▸ **Work request 1**
Rename "marijuana" as "cannabis" in the passage on teen drinking, and write out that passage starting with "Songs about drinking and partying" and going on through "to decline again.".
▸ **Work request 2**
For which age groups does the passage on teen drinking give past-month alcohol use rates?
▸ **Work request 3**
Can you condense the paragraph in the passage on teen drinking that begins "According to the forbidden fruit effect" while keeping its main points?

▸ **Document segment**
==*==

Songs about drinking and partying are all over pop radio leading to a lot of hand wringing about negative messages and poor role models. However, teenage drinking has experienced a decline as well.
"Past-month alcohol use rates declined between 2002 and 2008 for those ages 12-13 (4.3% to 3.4%), 14 or 15 (16.6% to 13.1%), 16 or 17 (32.6% to 26.2%), and 18-20 (51.0% to 48.7%)."
While marijuana use among teenagers was climbing in recent years despite drops in drinking and smoking, it looks like usage of the drug may be starting to decline again.
The Forbidden Fruit Effect
According to the forbidden fruit effect, prohibitory laws often increase rather than decrease negative behaviors. Is it possible that the presentation of negative behaviors in the media actually makes them less desirable? Does listening to songs about drinking and sex or watching movies with violent content actually make these behaviors seem less illicit and forbidden and therefore lessen the desire young people may have to engage in them? Studies may back this up.

==*==

▸ **Provided material**

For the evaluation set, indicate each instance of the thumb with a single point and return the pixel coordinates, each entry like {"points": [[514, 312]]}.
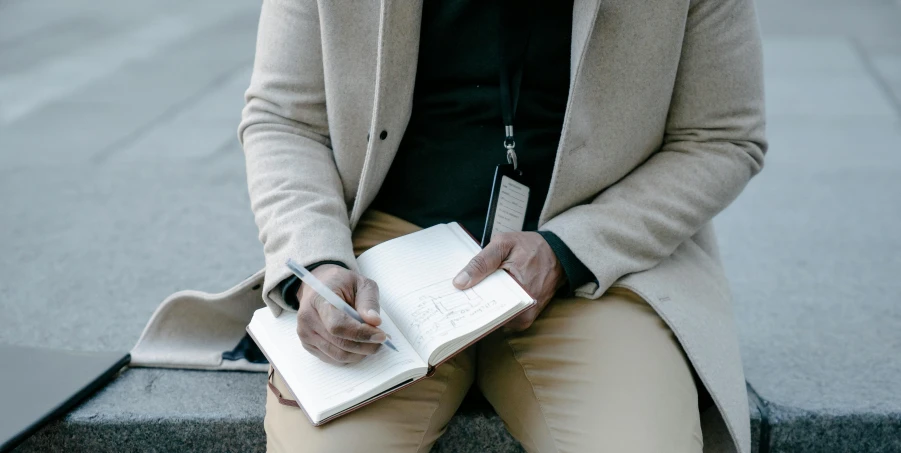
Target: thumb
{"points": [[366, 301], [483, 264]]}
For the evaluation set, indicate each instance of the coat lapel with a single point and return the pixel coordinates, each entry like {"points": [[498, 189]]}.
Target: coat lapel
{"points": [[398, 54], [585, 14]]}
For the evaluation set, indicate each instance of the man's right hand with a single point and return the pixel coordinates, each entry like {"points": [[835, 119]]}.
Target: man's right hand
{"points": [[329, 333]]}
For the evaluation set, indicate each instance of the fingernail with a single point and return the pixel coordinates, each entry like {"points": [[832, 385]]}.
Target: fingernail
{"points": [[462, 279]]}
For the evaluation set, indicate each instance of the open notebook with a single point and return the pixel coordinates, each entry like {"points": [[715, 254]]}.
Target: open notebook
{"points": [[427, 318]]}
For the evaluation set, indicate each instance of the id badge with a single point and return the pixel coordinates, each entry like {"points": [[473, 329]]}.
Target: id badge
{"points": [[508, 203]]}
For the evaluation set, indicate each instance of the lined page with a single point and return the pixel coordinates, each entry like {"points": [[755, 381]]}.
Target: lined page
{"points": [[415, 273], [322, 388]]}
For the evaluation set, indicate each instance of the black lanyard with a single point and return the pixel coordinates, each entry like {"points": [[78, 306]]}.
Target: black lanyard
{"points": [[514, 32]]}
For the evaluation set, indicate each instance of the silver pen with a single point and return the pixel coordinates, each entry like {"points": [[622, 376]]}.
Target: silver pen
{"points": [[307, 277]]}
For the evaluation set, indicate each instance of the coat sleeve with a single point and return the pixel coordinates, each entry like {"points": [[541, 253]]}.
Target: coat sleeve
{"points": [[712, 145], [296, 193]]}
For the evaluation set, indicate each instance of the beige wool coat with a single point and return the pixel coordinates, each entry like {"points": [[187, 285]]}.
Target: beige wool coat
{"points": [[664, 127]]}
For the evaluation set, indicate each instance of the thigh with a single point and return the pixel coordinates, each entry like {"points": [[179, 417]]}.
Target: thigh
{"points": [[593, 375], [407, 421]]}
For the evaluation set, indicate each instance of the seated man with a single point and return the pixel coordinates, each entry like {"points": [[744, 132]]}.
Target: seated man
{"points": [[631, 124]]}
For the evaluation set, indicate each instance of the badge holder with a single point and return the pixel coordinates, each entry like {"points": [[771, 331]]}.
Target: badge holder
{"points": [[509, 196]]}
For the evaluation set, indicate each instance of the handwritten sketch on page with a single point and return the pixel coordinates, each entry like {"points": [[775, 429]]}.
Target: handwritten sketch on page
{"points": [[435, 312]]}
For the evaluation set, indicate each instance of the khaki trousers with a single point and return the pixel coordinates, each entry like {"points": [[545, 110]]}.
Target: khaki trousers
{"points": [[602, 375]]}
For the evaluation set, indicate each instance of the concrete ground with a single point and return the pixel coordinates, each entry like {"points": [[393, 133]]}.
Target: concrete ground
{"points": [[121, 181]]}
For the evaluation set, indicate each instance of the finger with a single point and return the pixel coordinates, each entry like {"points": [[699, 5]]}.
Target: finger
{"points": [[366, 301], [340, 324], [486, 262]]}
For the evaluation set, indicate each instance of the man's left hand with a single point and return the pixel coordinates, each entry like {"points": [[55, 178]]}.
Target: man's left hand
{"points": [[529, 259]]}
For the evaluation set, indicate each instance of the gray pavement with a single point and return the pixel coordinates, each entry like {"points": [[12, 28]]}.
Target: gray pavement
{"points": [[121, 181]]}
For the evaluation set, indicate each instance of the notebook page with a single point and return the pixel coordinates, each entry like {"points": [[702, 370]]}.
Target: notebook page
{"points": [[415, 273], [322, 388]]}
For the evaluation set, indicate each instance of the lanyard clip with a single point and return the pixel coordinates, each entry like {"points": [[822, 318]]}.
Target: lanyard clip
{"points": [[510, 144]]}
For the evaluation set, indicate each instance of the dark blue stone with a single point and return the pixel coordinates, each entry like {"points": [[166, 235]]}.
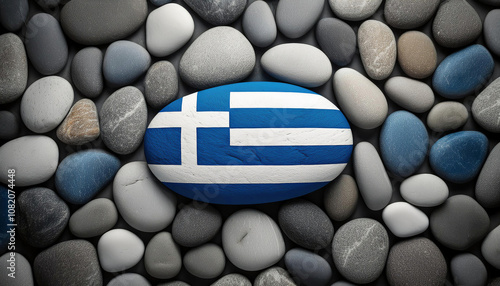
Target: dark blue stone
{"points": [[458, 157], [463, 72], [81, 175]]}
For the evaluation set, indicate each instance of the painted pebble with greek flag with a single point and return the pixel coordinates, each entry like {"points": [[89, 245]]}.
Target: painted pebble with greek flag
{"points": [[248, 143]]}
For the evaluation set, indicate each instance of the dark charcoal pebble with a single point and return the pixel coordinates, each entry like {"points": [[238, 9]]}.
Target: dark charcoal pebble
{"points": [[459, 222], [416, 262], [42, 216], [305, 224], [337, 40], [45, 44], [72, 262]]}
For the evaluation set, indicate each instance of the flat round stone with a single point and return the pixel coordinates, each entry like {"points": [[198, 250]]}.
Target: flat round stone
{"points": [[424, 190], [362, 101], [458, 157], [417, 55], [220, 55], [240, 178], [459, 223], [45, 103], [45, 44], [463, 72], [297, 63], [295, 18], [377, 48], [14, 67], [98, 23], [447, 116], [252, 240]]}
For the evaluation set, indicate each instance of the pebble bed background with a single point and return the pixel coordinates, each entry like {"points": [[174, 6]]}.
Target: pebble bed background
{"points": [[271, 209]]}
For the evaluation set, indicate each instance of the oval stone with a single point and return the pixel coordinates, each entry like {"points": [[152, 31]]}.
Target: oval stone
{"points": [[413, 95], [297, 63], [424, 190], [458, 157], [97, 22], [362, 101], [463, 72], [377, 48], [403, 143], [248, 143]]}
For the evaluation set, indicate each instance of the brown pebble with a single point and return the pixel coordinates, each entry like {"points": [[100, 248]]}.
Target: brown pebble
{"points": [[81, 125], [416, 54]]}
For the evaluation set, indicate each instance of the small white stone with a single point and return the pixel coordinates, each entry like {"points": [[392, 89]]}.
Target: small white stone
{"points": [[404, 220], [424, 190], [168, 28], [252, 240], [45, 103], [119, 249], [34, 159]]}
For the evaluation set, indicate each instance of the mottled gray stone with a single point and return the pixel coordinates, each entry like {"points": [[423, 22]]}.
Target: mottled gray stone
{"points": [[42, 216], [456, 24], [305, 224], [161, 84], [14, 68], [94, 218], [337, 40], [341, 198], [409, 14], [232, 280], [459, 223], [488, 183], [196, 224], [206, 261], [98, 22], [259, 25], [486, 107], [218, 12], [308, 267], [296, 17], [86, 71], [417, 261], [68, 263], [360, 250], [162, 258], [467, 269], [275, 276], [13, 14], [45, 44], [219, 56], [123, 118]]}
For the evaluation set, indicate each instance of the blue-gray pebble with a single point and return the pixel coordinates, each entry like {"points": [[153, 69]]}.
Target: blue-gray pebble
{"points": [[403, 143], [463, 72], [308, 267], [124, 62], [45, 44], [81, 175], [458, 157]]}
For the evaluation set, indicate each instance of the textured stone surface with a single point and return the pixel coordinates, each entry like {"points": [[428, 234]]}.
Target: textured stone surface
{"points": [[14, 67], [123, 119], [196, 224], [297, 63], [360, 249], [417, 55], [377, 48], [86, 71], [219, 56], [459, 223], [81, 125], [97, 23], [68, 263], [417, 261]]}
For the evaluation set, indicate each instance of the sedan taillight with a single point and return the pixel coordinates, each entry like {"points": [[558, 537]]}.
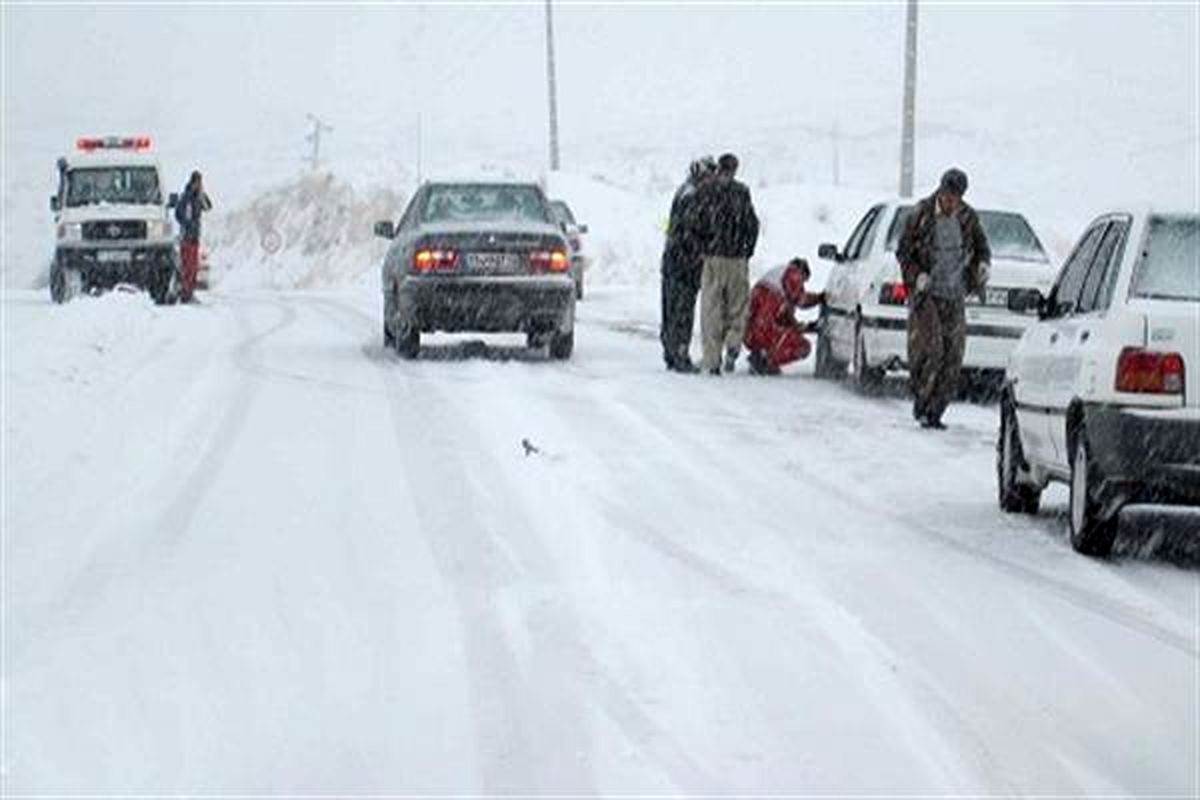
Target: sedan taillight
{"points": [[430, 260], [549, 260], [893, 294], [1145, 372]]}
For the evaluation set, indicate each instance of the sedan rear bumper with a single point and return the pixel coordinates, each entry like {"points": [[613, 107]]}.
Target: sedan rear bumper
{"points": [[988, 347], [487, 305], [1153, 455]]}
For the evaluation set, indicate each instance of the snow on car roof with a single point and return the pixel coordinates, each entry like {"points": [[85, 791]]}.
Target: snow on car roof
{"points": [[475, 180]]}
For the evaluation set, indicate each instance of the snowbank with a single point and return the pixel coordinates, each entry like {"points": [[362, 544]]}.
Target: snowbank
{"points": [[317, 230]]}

==*==

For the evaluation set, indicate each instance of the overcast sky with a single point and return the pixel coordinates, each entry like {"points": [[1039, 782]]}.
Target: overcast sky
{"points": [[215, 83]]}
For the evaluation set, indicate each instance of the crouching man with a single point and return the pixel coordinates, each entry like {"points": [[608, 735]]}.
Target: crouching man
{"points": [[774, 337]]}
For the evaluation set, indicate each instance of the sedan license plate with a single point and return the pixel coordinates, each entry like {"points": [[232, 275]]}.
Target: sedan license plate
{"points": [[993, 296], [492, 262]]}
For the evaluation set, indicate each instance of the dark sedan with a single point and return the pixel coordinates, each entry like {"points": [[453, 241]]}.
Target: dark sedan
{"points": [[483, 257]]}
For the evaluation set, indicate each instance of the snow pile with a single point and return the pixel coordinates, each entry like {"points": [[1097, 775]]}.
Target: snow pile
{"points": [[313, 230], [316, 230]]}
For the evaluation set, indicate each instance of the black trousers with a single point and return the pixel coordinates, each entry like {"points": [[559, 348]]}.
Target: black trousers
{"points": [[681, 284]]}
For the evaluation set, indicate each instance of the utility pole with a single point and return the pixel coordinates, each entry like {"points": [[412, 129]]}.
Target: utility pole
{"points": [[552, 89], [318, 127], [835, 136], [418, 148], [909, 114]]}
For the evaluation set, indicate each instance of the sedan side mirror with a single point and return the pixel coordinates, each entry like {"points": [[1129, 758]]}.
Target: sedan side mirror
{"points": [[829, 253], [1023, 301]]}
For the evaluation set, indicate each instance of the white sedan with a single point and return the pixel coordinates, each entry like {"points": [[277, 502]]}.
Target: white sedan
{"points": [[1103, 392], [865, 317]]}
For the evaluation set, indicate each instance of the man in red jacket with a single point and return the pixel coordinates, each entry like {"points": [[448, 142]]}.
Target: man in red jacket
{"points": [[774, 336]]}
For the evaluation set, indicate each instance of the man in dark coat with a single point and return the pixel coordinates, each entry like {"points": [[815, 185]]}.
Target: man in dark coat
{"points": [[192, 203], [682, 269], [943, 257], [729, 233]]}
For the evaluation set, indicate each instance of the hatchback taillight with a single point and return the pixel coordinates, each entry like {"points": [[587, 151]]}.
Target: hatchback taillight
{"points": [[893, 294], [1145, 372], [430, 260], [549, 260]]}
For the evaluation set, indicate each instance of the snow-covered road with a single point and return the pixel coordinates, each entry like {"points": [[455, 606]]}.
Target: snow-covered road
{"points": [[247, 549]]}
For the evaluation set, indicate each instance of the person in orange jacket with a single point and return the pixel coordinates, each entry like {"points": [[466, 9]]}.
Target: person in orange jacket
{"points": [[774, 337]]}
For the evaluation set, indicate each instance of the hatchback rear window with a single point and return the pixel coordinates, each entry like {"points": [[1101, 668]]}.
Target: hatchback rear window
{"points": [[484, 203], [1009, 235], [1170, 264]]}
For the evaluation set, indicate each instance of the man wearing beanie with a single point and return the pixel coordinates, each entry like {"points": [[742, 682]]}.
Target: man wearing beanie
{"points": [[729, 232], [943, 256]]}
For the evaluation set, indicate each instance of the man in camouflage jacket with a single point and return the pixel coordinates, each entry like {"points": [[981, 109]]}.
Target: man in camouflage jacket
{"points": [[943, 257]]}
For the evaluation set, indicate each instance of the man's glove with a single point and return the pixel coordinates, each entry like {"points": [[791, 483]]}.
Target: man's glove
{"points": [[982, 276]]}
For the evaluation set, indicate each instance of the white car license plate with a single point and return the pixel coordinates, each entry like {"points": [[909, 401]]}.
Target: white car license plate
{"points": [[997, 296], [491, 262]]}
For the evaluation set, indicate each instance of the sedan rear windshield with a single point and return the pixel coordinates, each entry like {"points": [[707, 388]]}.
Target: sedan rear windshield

==*==

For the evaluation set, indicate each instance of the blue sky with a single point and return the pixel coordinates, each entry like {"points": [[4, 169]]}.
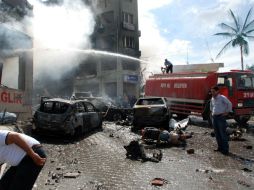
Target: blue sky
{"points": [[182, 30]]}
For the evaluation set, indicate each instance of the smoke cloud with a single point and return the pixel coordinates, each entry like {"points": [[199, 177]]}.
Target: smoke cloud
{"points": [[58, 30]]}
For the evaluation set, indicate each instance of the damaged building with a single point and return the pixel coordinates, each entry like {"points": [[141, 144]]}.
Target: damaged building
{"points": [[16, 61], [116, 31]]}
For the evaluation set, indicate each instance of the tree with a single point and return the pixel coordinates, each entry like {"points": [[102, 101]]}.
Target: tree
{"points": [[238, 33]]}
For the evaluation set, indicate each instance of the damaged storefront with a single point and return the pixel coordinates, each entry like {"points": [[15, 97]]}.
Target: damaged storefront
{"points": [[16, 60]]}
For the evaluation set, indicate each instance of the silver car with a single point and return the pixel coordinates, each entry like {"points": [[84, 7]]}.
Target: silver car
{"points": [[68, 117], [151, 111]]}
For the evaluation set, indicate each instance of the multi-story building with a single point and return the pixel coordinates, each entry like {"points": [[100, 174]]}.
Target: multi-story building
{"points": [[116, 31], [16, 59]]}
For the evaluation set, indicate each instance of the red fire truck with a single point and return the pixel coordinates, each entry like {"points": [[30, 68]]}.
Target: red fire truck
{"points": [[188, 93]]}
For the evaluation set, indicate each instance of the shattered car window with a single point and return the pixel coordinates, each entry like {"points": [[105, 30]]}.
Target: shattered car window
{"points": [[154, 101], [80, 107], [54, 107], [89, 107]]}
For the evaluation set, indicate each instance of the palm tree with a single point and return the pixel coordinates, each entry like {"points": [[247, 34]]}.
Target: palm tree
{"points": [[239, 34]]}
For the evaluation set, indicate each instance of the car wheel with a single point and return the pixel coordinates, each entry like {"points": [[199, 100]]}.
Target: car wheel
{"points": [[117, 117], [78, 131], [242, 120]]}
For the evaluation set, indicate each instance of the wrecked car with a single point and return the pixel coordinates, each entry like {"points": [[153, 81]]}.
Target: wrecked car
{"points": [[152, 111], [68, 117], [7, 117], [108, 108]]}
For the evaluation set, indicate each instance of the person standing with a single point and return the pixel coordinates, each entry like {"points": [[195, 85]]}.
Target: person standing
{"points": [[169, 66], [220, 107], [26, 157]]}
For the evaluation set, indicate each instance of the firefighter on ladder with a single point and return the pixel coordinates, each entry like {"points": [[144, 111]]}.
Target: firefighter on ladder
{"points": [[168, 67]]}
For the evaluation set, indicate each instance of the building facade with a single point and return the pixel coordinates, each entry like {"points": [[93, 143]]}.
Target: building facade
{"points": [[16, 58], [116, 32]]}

==*==

▸ **Answer 1**
Songs about drinking and partying are all over pop radio leading to a lot of hand wringing about negative messages and poor role models. However, teenage drinking has experienced a decline as well.
"Past-month alcohol use rates declined between 2002 and 2008 for those ages 12-13 (4.3% to 3.4%), 14 or 15 (16.6% to 13.1%), 16 or 17 (32.6% to 26.2%), and 18-20 (51.0% to 48.7%)."
While cannabis use among teenagers was climbing in recent years despite drops in drinking and smoking, it looks like usage of the drug may be starting to decline again.

▸ **Answer 2**
- 12-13
- 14 or 15
- 16 or 17
- 18-20

▸ **Answer 3**
The forbidden fruit effect holds that prohibitory laws often increase negative behaviors rather than decrease them. Could media depictions of drinking, sex and violence make those behaviors seem less forbidden, and so less appealing to young people? Studies may support this.